__Aim of the task__
Can you turn the material below into a numbered list, one line per number, leaving out any blank lines?

━━━ Input records

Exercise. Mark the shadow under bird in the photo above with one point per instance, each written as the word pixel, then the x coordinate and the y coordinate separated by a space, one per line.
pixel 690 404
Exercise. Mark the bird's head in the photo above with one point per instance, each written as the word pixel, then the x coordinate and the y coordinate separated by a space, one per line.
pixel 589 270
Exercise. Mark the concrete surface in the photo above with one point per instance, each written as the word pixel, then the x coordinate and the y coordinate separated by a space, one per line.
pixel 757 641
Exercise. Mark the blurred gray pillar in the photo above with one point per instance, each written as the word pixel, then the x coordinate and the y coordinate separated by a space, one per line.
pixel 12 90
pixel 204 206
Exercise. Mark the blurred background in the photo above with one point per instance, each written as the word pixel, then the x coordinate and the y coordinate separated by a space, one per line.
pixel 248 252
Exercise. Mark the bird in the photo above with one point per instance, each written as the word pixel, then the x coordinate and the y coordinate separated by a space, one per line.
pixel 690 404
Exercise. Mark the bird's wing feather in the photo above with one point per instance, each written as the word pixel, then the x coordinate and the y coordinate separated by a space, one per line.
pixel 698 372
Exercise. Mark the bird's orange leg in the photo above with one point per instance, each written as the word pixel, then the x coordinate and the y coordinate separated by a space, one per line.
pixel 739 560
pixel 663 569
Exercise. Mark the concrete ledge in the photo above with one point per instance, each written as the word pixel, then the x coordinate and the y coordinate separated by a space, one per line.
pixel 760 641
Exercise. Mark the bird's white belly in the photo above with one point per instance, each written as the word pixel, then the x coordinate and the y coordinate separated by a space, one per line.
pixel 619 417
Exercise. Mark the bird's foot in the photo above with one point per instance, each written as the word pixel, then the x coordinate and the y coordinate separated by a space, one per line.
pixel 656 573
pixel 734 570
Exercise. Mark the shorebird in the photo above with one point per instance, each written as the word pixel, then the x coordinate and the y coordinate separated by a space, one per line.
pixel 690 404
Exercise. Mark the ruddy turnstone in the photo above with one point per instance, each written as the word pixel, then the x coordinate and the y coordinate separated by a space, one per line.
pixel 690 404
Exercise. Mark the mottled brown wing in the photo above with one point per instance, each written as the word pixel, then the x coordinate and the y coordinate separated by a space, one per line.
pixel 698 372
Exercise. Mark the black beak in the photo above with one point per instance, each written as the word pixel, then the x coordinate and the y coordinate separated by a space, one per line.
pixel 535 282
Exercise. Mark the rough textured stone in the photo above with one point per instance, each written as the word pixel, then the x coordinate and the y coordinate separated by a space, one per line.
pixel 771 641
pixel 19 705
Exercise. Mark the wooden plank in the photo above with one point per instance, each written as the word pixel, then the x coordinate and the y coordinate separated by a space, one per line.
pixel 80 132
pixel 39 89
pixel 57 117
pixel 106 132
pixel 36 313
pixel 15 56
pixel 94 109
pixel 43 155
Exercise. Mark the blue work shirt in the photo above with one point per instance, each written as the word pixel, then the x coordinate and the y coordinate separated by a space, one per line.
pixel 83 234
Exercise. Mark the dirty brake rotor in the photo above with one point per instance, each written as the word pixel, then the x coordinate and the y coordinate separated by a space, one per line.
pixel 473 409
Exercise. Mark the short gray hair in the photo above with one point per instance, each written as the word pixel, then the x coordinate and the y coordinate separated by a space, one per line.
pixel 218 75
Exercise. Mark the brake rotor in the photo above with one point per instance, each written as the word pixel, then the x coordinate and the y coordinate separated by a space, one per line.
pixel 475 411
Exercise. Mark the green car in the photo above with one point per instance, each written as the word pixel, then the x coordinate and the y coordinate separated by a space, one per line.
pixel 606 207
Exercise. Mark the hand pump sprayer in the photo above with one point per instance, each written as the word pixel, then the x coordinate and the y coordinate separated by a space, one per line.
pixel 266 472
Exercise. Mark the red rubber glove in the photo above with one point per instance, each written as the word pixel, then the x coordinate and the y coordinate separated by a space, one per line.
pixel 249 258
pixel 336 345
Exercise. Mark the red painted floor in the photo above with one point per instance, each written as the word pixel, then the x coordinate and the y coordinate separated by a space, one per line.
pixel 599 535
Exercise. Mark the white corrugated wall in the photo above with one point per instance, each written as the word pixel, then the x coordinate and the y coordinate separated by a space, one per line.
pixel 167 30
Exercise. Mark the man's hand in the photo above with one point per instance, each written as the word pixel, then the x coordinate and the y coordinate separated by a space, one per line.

━━━━━━

__Reply to the task__
1. Exercise. Mark the shadow under bird in the photo above with one point per instance, each written as the word pixel, then the x coordinate and the y coordinate separated by a space, one per line.
2. pixel 690 404
3. Exercise. Mark the bird's head in the photo above with one point per instance, each written as the word pixel, then the x coordinate and the y coordinate separated by a space, one per line.
4. pixel 589 270
5. Exercise. Mark the concrete surface in the photo above with one point per instance, each written as the word pixel, then the x coordinate and the y coordinate separated by a space, one per line.
6. pixel 757 641
7. Exercise. Mark the blurred gray pillar in the photo above with one point per instance, each written as the word pixel, then the x coordinate and the y coordinate separated by a space, one per line.
8. pixel 12 90
9. pixel 204 206
10. Exercise. Mark the blurred background in the photo above with one point per instance, each written as the word pixel, then the x coordinate and the y coordinate separated by a space, one per line.
11. pixel 248 252
12. Exercise. Mark the bird in the photo above with one point per instance, each written as the word pixel, then the x coordinate and the y coordinate separated by a space, one per line.
13. pixel 690 404
14. Exercise. Mark the bird's wing feather in the photo above with one point per instance, each written as the word pixel, then the x coordinate and the y coordinate separated by a space, one per line.
15. pixel 698 372
16. Exercise. Mark the bird's orange leg in the photo above with one point per instance, each written as the word pixel, then the x coordinate and the y coordinate separated by a space, one per line.
17. pixel 739 560
18. pixel 663 569
19. Exercise. Mark the concrete ledge in the photo above with one point per instance, each written as the word pixel, then the x coordinate and the y coordinate separated by a space, one per line.
20. pixel 760 641
21. Exercise. Mark the bird's white belly in the photo above with one point per instance, each written as the word pixel, then the x coordinate and the y coordinate separated by a space, one per line.
22. pixel 619 417
23. Exercise. Mark the bird's foot in the photo above with one point per instance, each written as the word pixel, then the x coordinate and the y coordinate separated by a space, one per line.
24. pixel 656 573
25. pixel 734 570
26. Exercise. Mark the shorebird in the photo above with one point per instance, each written as the word pixel, then the x coordinate and the y coordinate separated by a space, one per line.
27. pixel 690 404
28. Exercise. Mark the ruddy turnstone in the photo above with one point per instance, each written as the word pixel, then the x coordinate and the y coordinate separated by a space, one per line.
29. pixel 690 404
30. Exercise. Mark the mottled brown wing in the photo above with one point per instance, each written as the word pixel, then the x coordinate and the y coordinate separated by a space, one per line.
31. pixel 698 372
32. Exercise. Mark the black beak in the photo above with one point per instance, each written as the word pixel, then the x coordinate and the y coordinate separated by a space, one per line.
33. pixel 535 282
34. Exercise. Mark the rough textured stone in the photo above with one point per instance, each written as the word pixel, then the x coordinate and the y coordinate separated by a space, one per line.
35. pixel 771 641
36. pixel 19 705
37. Exercise. Mark the wooden plank in the photo above with one point per instance, each written as the word pixel, then the x coordinate and the y coordinate separated by a space, one per line.
38. pixel 80 132
39. pixel 39 89
40. pixel 57 117
41. pixel 106 132
42. pixel 36 313
43. pixel 15 56
44. pixel 94 109
45. pixel 43 155
46. Exercise. Mark the blue work shirt in the photo above with one point per instance, each written as the word pixel, then the x coordinate and the y coordinate separated by a space, one per line.
47. pixel 83 234
48. Exercise. Mark the dirty brake rotor in the photo above with one point per instance, each written as the word pixel, then the x coordinate and the y coordinate separated by a space, one per line.
49. pixel 473 409
50. Exercise. Mark the short gray hair in the photo above with one point per instance, each written as the word pixel, then the x coordinate and the y coordinate separated by a space, one per line.
51. pixel 218 75
52. Exercise. Mark the brake rotor in the photo above with one point per instance, each written as the word pixel, then the x coordinate and the y coordinate separated by a space, one per line.
53. pixel 475 411
54. Exercise. Mark the green car in the photo above with one point per instance, each written as the word pixel, then the x coordinate and the y coordinate separated by a space, one per line.
55. pixel 606 207
56. Exercise. Mark the hand pump sprayer in the photo above with one point per instance, each written as the word pixel, then the x coordinate and the y coordinate separated by a space, one per line.
57. pixel 266 472
58. Exercise. Mark the red rubber glove in the photo above with one point per instance, each written as the word pixel, then the x coordinate and the y coordinate separated by a space, one per line.
59. pixel 249 258
60. pixel 336 345
61. Exercise. Mark the red painted floor in the photo above with one point per instance, each written as the word pixel, then the x coordinate and the y coordinate separated by a space, one per line.
62. pixel 599 535
63. Exercise. Mark the white corrugated wall in the photo above with one point per instance, each written as the word pixel, then the x coordinate and the y coordinate separated by a space, one per line.
64. pixel 167 30
65. Exercise. Mark the man's hand in the photo above with one point per instance, each written as the word pixel, then the x coordinate and the y coordinate separated by a space, one per line.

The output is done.